Set task
Copy every entry word for word. Skip the pictures.

[Collected data]
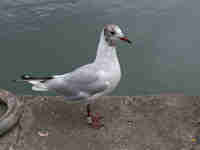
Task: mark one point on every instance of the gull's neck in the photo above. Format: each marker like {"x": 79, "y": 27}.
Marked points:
{"x": 105, "y": 52}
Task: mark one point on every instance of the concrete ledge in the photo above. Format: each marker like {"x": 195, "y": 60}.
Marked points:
{"x": 131, "y": 123}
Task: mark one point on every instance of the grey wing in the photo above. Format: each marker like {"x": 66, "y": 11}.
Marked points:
{"x": 81, "y": 83}
{"x": 87, "y": 80}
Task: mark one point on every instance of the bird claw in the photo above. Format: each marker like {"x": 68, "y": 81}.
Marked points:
{"x": 95, "y": 121}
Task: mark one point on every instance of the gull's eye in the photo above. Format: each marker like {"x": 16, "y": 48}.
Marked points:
{"x": 112, "y": 32}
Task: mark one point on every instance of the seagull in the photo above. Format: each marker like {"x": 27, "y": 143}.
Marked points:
{"x": 89, "y": 81}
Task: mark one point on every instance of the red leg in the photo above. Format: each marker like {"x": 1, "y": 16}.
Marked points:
{"x": 93, "y": 120}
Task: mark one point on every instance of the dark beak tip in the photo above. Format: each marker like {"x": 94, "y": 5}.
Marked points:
{"x": 126, "y": 40}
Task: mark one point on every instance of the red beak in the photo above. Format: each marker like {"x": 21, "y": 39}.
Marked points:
{"x": 126, "y": 40}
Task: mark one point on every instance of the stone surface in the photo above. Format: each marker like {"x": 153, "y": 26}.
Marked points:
{"x": 131, "y": 123}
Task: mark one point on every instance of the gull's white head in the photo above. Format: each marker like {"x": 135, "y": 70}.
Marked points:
{"x": 113, "y": 33}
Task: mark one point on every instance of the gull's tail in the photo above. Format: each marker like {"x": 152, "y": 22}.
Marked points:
{"x": 38, "y": 82}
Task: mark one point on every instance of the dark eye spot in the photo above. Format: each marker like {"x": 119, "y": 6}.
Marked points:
{"x": 112, "y": 32}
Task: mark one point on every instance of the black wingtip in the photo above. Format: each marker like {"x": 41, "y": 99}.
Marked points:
{"x": 25, "y": 77}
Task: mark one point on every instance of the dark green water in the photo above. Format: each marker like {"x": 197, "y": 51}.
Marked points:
{"x": 45, "y": 37}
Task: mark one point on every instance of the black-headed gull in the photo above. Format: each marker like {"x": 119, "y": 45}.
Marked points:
{"x": 90, "y": 81}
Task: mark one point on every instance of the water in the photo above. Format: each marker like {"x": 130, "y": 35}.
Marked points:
{"x": 55, "y": 36}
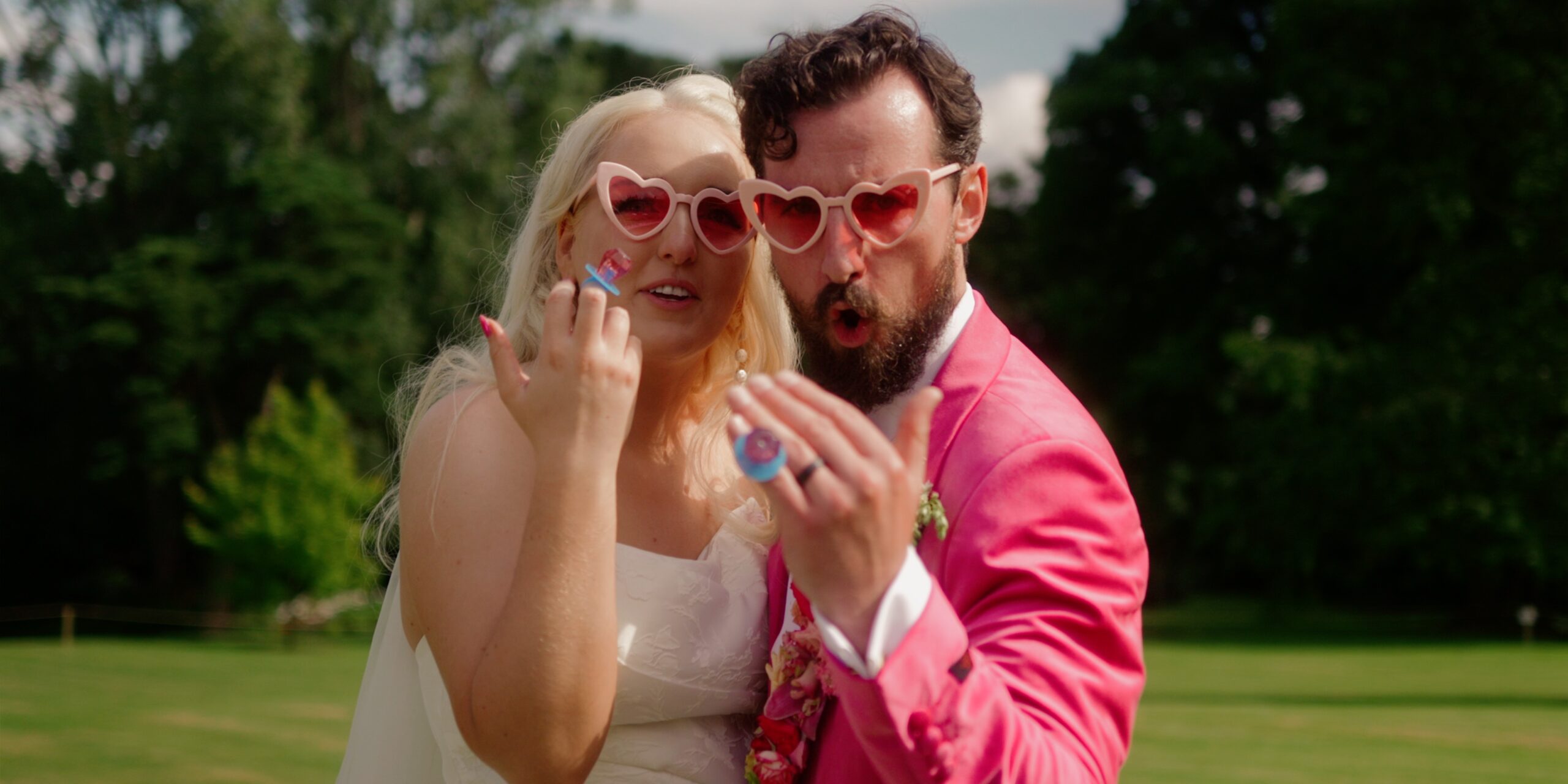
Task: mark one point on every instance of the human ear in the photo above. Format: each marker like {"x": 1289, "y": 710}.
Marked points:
{"x": 973, "y": 190}
{"x": 565, "y": 236}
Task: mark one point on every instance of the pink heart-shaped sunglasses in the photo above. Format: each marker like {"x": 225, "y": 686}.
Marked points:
{"x": 642, "y": 208}
{"x": 882, "y": 214}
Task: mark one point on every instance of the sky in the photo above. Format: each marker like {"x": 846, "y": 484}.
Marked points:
{"x": 1014, "y": 48}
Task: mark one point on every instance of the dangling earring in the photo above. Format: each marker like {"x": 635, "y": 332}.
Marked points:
{"x": 741, "y": 353}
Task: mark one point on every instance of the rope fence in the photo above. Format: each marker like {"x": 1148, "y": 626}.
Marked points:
{"x": 212, "y": 620}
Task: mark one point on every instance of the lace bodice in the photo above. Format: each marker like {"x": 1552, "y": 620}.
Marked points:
{"x": 690, "y": 679}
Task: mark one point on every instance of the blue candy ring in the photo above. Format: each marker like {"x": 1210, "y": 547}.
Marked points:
{"x": 760, "y": 454}
{"x": 595, "y": 278}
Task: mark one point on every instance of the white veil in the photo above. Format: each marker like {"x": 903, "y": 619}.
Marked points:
{"x": 391, "y": 741}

Full answer
Task: mark one point on every instance of the gull's neck in the photo above. Format: each marker like {"x": 79, "y": 27}.
Marked points:
{"x": 105, "y": 52}
Task: mark one point on every instance of the concrete ledge in the photo above. Format: each marker like {"x": 195, "y": 60}.
Marked points:
{"x": 131, "y": 123}
Task: mark one point on every instance of the grey wing in the photo above. Format: each marker like {"x": 66, "y": 11}.
Marked points:
{"x": 81, "y": 83}
{"x": 87, "y": 80}
Task: mark one point on every instance of the bird claw in the photo above. Format: each marker like {"x": 68, "y": 81}.
Marked points:
{"x": 95, "y": 121}
Task: mark one point on every instance of the gull's eye in the photo above. Format: each marker like {"x": 16, "y": 48}.
Marked points:
{"x": 112, "y": 32}
Task: mark one point on every instance of the seagull in the photo above. Format: each marker like {"x": 27, "y": 143}.
Marked points:
{"x": 89, "y": 81}
Task: mark one point on every instance of the red leg in the photo above. Format: each marker like {"x": 1, "y": 16}.
Marked points:
{"x": 93, "y": 120}
Task: mark one point on every instance of the dark beak tip in the photo above. Format: each marker like {"x": 94, "y": 5}.
Marked points:
{"x": 126, "y": 40}
Task: mark one point on every instance of the red beak in the photo above. Format: each marker like {"x": 21, "y": 39}.
Marked points:
{"x": 126, "y": 40}
Task: mark one point on every instance of the stone surface in the photo above. Format: each marker like {"x": 153, "y": 26}.
Marked points:
{"x": 131, "y": 123}
Task: mark one point on every instance of the gull's white head in the photo above. Format: each marker like {"x": 135, "y": 70}.
Marked points:
{"x": 113, "y": 33}
Task: mark one point on every instance of the gull's tail in the photo above. Format: each marker like {"x": 152, "y": 22}.
Marked points:
{"x": 38, "y": 82}
Task: mark one point on every instance of the dark eye spot in the photo above. Format: each marker like {"x": 119, "y": 6}.
Marked points:
{"x": 112, "y": 32}
Task: mark one point on every instance of the black wingtip in the photo above. Format: each marker like {"x": 41, "y": 99}.
Marked points:
{"x": 25, "y": 77}
Task: mark one point on every instance of the dark green water in the photo above. Format: each marker like {"x": 197, "y": 51}.
Marked points:
{"x": 45, "y": 37}
Task: mark one point on every instance of the black-headed gull in the photo above. Format: each marker like {"x": 119, "y": 45}.
Marked points:
{"x": 90, "y": 81}
Task: mark one point on every instance of the water in the photo above. Format: each marker like {"x": 130, "y": 35}.
Marked points:
{"x": 55, "y": 36}
Task: mark one point on every instance of the human ear in the photo above. Format: each marker like {"x": 1289, "y": 710}.
Marked points:
{"x": 973, "y": 190}
{"x": 565, "y": 236}
Task: mark one point on every instance of the pink heart-shaped sunglasses in the photo above. Format: each marker like {"x": 225, "y": 686}.
Marked points:
{"x": 642, "y": 208}
{"x": 882, "y": 214}
Task: mark one point on every instance of the sky in the photo above. Format: each marker like {"x": 846, "y": 484}.
Marked points:
{"x": 1014, "y": 48}
Task: mark one point on every instance of the dangling earring in the photo above. Format: each marker like {"x": 635, "y": 332}.
Marked points:
{"x": 741, "y": 353}
Task: mark one point on every instance of the rope fence in the photo above. Format: each marker like {"x": 1148, "y": 626}.
Marked points:
{"x": 212, "y": 620}
Task: mark one point on every instance of the lace bodice in the photo above. Format: each marker like {"x": 1552, "y": 620}.
Marked points:
{"x": 690, "y": 679}
Task: mark one point on every instance of the blue candy ring in the photo above. Format: each marker like {"x": 1210, "y": 547}.
Marked points:
{"x": 760, "y": 454}
{"x": 595, "y": 278}
Task: mark one point on every instance of the white veil in the photo above. Format: each marker like {"x": 903, "y": 619}.
Marked points:
{"x": 391, "y": 741}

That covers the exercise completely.